Systems and methods for improving production from wellbores include providing optimal fracture design parameters based on geomechanical analyses combined with geological, geophysical, and/or petrophysical knowledge. In at least one embodiment, the systems and methods include defining a well direction, defining a fracture spacing, selecting a fracturing fluid system and optimizing a fracture design, such as a complex multi-stage hydraulic fracture design. Such systems and methods can help minimize a learning curve associated with a wellbore or subterranean formation and optimize the hydraulic fracturing operation for a hydrocarbon reservoir.

Description

    FIELD OF INVENTION
  • The embodiments disclosed herein relate generally to modeling oilfield formations, and more specifically relate to methods and systems for designing hydraulic fracturing operations and optimizing well production.
  • BACKGROUND OF INVENTION
  • Drilling optimization in resource shale and tight plays can be similar in some respects to that of conventional plays. However, differences may exist, such as with respect to time-dependent wellbore stability due to exceptionally long horizontal well drilling.
  • Developing hydrocarbon formations, such as resource shale and/or tight plays, can be extensive and demanding, particularly when determining a suitable multi-stage fracture (or “frac”) stimulation design. Although drilling optimization in resource shale and tight plays may be similar to that of conventional plays in some respects, some differences exist, such as with respect to time-dependent wellbore stability because of relatively long horizontal well drilling. After successful development of, e.g., the Barnett shale, other resource shale and tight plays have been commercialized all over North America, and such efforts are now extending elsewhere, such as to Central and South America, Europe, China, Australia, and Russia. The success of resource shale and tight plays has at least partially derived from technological advancements during the past ten years, such as large volume multi-stage hydraulic fracturing in horizontal completions, passive microsiesmic monitoring and expanded use of three-dimensional (“3D”) seismic of the fields. Such technological advancements in resource shale and tight plays can present unique engineering challenges with respect to geomechanics, such as long, horizontal well drilling and completion methods that allow complex multi-stage hydraulic fracture stimulation design. Horizontal drilling can create significant wellbore stability issues, which may be stress-induced and time-dependent, from fluid-formation interaction.

######

▶ _What needs to be done_
Continue the patent description of hydraulic fracture design above, starting right after its final sentence.

######

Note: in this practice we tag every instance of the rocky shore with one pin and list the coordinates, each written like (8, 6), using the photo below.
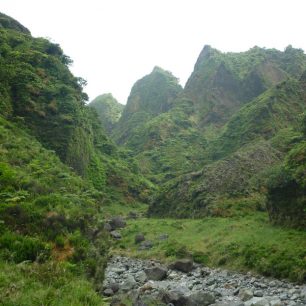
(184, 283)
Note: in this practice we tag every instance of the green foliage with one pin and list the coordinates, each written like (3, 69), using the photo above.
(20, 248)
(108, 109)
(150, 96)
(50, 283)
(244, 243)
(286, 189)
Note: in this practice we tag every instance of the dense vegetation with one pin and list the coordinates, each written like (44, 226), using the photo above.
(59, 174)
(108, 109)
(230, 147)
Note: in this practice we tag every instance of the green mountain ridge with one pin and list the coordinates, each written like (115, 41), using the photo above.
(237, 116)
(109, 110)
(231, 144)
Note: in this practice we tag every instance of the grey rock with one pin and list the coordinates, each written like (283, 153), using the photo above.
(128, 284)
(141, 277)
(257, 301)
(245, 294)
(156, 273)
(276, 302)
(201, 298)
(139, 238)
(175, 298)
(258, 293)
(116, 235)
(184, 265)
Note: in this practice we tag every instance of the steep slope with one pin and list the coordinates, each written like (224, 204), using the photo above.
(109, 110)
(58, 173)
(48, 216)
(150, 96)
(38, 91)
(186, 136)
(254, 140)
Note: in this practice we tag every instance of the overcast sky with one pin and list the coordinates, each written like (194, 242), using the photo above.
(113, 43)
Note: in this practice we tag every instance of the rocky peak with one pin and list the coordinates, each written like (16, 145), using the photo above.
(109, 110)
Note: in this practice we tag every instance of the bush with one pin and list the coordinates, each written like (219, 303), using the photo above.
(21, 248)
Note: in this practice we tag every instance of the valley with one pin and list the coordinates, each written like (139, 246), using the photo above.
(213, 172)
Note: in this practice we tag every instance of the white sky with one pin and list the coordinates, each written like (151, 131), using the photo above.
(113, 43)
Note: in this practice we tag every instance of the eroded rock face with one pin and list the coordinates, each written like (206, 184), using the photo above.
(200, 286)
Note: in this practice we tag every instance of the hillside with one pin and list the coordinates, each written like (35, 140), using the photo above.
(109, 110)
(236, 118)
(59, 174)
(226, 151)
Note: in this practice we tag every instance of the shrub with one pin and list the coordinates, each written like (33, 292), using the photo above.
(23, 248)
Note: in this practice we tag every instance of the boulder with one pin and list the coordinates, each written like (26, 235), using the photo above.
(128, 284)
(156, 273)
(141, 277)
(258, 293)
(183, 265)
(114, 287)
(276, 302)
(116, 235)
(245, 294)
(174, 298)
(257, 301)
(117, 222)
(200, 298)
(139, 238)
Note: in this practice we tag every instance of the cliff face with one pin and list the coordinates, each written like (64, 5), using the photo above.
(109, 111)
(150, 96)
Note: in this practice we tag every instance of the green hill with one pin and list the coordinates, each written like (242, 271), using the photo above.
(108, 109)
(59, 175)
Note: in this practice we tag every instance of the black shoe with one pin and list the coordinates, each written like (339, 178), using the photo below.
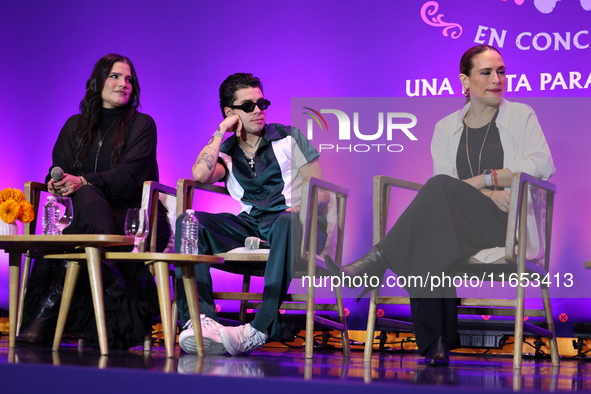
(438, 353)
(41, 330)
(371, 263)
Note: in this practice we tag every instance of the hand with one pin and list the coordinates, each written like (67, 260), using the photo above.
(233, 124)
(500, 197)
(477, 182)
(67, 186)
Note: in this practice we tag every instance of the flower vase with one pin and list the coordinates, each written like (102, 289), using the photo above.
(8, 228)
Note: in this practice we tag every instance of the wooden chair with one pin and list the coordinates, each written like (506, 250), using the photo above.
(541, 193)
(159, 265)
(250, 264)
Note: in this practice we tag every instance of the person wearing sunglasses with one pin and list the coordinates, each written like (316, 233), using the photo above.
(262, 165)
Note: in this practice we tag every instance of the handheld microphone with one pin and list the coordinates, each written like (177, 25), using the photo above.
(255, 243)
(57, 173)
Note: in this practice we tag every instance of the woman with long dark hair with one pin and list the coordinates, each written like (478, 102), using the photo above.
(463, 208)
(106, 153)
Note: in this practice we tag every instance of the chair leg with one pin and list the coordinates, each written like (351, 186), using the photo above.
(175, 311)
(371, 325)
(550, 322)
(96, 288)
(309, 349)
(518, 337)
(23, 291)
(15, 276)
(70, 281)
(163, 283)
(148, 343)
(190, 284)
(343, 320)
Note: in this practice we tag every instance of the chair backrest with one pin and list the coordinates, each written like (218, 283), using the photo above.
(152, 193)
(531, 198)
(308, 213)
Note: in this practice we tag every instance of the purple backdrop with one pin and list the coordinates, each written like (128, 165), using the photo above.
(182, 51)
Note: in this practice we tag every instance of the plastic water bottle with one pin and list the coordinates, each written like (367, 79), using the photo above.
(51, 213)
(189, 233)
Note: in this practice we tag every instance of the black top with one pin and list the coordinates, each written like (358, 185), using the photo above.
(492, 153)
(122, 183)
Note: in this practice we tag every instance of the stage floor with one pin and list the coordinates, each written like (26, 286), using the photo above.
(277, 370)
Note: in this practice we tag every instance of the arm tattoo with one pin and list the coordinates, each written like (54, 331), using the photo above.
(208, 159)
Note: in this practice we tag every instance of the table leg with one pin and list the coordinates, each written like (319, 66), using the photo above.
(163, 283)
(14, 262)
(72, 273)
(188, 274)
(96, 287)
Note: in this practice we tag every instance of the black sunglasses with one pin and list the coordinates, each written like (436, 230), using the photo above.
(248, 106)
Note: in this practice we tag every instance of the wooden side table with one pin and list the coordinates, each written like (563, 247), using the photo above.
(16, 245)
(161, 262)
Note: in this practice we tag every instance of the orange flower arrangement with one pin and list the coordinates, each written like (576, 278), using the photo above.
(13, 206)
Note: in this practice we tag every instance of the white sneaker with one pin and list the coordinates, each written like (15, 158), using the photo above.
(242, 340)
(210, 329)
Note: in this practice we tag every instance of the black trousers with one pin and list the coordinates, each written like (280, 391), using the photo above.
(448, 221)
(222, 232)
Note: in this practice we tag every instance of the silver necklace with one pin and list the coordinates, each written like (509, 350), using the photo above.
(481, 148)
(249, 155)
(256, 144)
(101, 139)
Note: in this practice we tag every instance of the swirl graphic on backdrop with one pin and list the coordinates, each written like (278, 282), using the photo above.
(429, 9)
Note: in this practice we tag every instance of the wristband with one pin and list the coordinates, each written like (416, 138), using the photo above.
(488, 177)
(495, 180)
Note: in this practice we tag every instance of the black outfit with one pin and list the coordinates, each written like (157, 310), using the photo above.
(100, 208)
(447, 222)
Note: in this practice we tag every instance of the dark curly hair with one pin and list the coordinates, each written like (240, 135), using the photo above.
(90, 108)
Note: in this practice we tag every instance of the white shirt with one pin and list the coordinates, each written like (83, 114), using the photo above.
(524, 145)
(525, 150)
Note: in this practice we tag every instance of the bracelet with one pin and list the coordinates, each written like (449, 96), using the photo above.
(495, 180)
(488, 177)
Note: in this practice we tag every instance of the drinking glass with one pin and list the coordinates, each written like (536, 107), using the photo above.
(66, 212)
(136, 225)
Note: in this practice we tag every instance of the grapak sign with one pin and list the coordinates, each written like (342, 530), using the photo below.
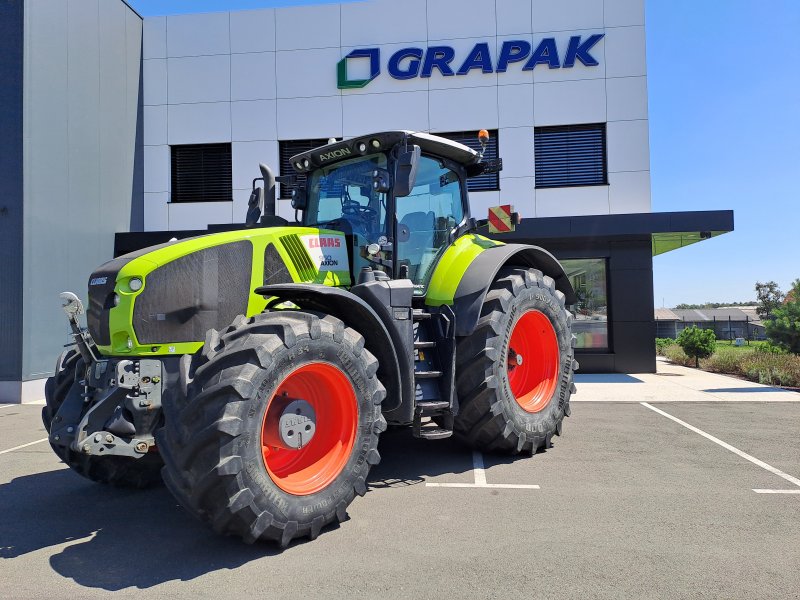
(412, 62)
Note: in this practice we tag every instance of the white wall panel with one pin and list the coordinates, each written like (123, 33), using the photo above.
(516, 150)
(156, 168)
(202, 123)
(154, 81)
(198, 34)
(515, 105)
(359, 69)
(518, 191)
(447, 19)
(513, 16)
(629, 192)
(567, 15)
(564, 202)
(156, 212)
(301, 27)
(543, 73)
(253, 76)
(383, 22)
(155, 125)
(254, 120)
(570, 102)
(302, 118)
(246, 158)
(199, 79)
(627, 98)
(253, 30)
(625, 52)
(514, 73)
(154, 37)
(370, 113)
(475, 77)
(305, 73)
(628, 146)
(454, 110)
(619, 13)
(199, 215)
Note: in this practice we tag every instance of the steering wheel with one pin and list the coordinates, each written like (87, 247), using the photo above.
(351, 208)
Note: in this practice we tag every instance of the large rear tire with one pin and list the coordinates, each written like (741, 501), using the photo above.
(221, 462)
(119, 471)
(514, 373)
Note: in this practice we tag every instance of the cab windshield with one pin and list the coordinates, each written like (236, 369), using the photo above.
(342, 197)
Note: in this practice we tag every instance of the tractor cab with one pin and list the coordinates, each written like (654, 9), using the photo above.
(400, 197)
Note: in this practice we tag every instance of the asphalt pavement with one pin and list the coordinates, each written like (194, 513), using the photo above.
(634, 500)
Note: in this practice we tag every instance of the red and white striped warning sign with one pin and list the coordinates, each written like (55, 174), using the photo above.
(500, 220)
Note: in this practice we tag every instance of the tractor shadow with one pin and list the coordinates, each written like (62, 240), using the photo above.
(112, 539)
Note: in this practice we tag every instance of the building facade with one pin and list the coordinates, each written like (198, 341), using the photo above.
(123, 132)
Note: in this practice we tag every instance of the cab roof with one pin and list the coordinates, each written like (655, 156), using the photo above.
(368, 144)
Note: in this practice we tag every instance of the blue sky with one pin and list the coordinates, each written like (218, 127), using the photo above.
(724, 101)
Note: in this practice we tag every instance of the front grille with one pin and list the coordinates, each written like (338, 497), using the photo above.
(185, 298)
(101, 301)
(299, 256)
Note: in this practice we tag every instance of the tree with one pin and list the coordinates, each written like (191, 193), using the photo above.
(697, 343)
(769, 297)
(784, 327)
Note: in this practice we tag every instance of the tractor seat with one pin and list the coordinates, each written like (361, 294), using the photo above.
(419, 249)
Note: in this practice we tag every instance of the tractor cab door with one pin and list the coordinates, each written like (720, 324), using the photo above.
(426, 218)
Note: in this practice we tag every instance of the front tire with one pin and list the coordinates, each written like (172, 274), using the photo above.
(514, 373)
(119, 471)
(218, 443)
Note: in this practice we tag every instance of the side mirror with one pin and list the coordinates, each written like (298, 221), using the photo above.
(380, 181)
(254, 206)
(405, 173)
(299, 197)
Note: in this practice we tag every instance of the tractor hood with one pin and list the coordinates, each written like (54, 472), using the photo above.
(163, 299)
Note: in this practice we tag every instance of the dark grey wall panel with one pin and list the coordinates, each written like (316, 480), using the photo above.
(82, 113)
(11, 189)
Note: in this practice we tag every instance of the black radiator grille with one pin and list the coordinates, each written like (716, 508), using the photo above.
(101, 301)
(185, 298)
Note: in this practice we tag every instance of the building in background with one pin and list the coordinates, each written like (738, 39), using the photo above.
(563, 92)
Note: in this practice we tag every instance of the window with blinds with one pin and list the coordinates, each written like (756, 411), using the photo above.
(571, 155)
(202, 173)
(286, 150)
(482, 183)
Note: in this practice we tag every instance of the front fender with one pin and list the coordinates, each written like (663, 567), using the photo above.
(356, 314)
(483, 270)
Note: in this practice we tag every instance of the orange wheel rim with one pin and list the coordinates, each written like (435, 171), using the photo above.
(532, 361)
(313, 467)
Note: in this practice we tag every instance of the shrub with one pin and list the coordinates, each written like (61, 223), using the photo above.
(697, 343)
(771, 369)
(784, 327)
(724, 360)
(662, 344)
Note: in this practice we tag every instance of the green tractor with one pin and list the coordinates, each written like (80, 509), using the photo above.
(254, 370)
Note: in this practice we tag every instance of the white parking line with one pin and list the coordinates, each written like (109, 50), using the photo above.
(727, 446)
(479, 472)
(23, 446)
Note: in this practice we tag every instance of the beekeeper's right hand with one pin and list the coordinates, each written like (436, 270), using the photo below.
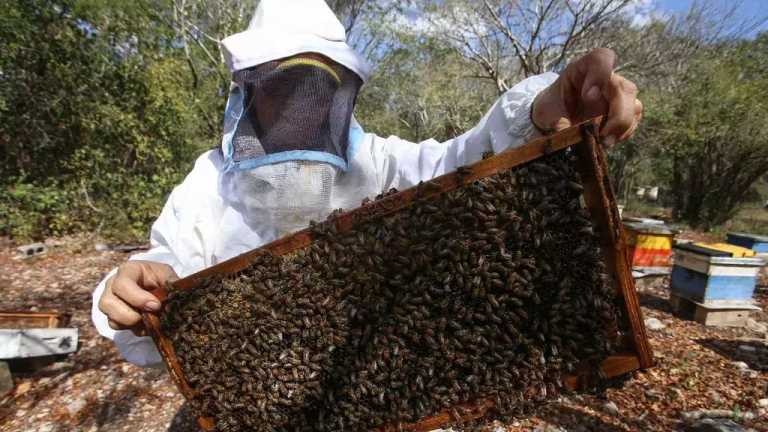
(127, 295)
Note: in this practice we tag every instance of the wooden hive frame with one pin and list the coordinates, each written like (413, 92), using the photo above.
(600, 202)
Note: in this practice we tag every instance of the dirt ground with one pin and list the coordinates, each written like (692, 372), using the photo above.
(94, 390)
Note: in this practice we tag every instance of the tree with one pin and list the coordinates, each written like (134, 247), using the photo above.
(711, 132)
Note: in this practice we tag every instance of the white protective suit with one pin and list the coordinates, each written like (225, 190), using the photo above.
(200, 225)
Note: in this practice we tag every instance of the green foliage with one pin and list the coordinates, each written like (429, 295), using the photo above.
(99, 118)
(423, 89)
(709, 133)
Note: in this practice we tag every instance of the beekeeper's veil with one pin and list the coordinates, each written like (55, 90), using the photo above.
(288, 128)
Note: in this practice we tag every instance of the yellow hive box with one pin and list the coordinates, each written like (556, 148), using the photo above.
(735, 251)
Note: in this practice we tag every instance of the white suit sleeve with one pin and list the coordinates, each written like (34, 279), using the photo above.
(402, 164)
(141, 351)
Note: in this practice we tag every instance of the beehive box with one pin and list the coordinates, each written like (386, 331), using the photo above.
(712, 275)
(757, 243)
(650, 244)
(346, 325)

######

▶ _The answer_
  • A common approach in some areas has been to duplicate the so-called Barnett design, such as by using a slick water fracturing fluid with a low concentration of proppant. However, the Barnett design can be relatively inefficient in fields other than the Barnett shale, such as in the Haynesville, Bakken, and Eagle Ford shales. A recent trend for developing resource shale and tight plays has been to attain an analog field, duplicate the design optimized in the analog field and further optimize its design by trial and error. However, this approach can require a considerable learning curve and associated costs to determine the optimal multi-stage fracturing design for one or more wellbores. The present disclosure is directed to systems and methods for optimizing frac designs for wellbores.
  • BRIEF DESCRIPTION OF DRAWINGS
  • FIG. 1 is a schematic diagram of a drilling rig that may be used with one of many embodiments of a hydraulic fracturing process according to the disclosure.
  • FIG. 2 is a schematic perspective view illustrating one of many embodiments of a hydraulic fracturing process according to the disclosure.
  • FIG. 3 is a table illustrating relationships between hydraulic fracture geometry, stress anisotropy and brittleness of exemplary reservoir formations according to the disclosure.
  • FIG. 4 is a perspective view illustrating one of many examples of stress overlap in an alternating sequence fracturing operation according to the disclosure.
  • FIG. 5 is a flow diagram illustrating a method for implementing one of many embodiments of a hydraulic fracturing model according to the disclosure.
  • FIG. 6 is computing system that may be used with one of many embodiments of a hydraulic fracturing process according to the disclosure.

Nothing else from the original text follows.